_Given passage_
>>>>

Have you ever had to wait for something, some news, that feels very important? So important that you are struggling to do everyday tasks to distract yourself? Once I had this trouble. I had put a bid in for a flat that I was in love with, and I was waiting to hear if I’d got it or not.
This flat was phenomenal. It had an open plan kitchen living room with big south facing windows. It had bright coloured kitchen cabinets and a gas hob. It had a skylight and a spare room where I could have guests to stay. As if a sign from above, I had seen it on the internet at just the perfect time to allow myself and my parents to drive and see it. We saw it on a beautiful day that we spent walking around taking in what the neighbourhood had to offer. We loved it and I was going to put in a bid for it. I remember feeling everything was happening very quickly. I felt dizzy. I saw repeating numbers everywhere. When I got home, I thought about how I would put plants in the windowsill and how happy they’d be compared to the dingy rooms I’d put them through in all my previous years of basement living. If I had been honest, I had some other thoughts. I don’t know this city so well, what if this wasn’t the neighbourhood for me? What if I end up living here and not quite gelling with people? I meditated on it a bit and asked myself what the right path was. I was shown a different area of the city that I hadn’t explored yet. I wondered if this whole thing was moving too quickly. I tried my hardest to have the utmost faith in the positives I was feeling and to ignore the negatives for fear they were self-sabotaging thoughts.

<<<<

_Challenges_
1 – Answer these questions about the passage on waiting to hear about a flat bid:
(a) What did the writer put a bid in for?
(b) Which direction did the big windows face?
(c) Where did the writer picture putting plants?
2 – Extract every row that contains the string "limestone".
The passage and the rows are unrelated to each other.

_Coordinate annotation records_
>>>>

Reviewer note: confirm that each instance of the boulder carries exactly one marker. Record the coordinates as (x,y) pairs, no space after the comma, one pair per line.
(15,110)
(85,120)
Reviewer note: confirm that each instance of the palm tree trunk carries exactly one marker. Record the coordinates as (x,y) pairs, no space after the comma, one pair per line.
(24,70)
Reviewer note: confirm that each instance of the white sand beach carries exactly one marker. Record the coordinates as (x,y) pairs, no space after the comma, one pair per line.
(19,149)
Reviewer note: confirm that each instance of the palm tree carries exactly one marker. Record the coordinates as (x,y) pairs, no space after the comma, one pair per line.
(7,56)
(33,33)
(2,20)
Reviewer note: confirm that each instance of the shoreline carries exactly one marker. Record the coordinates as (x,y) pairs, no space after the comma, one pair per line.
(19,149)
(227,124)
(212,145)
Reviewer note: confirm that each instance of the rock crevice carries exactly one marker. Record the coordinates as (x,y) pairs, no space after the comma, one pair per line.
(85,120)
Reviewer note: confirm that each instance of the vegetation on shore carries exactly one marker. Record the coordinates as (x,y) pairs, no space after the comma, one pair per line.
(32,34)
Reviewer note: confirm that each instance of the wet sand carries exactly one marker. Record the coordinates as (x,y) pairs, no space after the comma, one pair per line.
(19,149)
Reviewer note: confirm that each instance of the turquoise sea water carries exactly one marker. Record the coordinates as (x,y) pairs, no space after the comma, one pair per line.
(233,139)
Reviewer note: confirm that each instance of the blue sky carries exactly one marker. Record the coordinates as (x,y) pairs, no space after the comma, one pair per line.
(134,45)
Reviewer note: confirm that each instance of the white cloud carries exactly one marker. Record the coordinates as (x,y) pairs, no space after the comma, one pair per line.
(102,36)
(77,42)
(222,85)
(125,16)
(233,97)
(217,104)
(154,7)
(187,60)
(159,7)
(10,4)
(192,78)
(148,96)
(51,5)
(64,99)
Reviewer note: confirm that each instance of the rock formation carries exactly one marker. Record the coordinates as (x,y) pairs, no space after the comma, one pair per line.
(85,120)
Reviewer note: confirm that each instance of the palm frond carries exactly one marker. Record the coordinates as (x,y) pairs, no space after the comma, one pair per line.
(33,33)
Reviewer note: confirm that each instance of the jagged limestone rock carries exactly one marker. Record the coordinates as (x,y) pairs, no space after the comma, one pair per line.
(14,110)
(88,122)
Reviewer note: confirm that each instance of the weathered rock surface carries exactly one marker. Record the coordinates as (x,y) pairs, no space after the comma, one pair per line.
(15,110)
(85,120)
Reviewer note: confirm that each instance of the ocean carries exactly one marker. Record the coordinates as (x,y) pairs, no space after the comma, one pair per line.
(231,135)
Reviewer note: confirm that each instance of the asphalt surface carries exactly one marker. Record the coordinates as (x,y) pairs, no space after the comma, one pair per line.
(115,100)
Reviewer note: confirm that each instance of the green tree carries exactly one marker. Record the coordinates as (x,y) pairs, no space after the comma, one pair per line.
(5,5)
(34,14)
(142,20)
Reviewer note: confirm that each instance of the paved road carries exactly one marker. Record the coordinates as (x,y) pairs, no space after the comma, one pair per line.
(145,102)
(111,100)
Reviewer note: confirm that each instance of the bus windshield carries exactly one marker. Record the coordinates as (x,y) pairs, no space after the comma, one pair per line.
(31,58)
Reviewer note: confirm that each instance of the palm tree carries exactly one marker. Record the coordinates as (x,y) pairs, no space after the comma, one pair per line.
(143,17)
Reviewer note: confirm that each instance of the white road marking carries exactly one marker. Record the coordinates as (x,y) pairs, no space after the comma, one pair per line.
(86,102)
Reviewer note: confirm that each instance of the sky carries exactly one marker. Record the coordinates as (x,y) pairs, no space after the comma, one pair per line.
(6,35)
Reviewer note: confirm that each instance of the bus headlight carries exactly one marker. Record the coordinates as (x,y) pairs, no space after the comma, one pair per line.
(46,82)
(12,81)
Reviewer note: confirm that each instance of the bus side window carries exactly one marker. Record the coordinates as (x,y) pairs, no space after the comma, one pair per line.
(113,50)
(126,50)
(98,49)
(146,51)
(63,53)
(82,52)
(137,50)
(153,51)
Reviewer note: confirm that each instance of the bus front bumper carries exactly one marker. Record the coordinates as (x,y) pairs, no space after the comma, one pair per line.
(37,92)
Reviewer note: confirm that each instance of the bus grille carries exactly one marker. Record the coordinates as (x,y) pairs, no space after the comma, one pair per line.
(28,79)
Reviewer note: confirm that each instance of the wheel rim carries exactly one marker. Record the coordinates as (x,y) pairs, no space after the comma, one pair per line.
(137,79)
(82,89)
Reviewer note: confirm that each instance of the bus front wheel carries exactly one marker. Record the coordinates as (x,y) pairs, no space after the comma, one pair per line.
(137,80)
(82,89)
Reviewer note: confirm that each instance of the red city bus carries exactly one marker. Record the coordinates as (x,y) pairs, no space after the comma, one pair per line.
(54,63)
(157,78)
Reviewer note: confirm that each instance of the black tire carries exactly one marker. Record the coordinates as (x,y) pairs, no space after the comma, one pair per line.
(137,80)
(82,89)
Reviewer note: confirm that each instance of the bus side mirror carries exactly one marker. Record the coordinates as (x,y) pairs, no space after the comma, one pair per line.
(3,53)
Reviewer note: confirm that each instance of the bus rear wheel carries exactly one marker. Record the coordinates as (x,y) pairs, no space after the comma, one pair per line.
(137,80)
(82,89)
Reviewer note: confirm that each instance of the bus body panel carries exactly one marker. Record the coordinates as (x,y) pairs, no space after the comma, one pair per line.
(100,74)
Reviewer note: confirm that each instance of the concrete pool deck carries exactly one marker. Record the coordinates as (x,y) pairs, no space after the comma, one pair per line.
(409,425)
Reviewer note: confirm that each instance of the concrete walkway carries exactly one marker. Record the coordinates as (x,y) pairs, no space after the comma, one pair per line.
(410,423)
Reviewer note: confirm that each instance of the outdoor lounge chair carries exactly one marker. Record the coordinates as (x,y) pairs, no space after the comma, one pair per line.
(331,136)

<<<<

_Task-by-task answers_
1 –
(a) A flat.
(b) South.
(c) In the windowsill.

2 –
Reviewer note: confirm that each instance of the jagged limestone rock carries exactly one marker. Record the coordinates as (x,y) pairs, no space after the comma, one pair per line.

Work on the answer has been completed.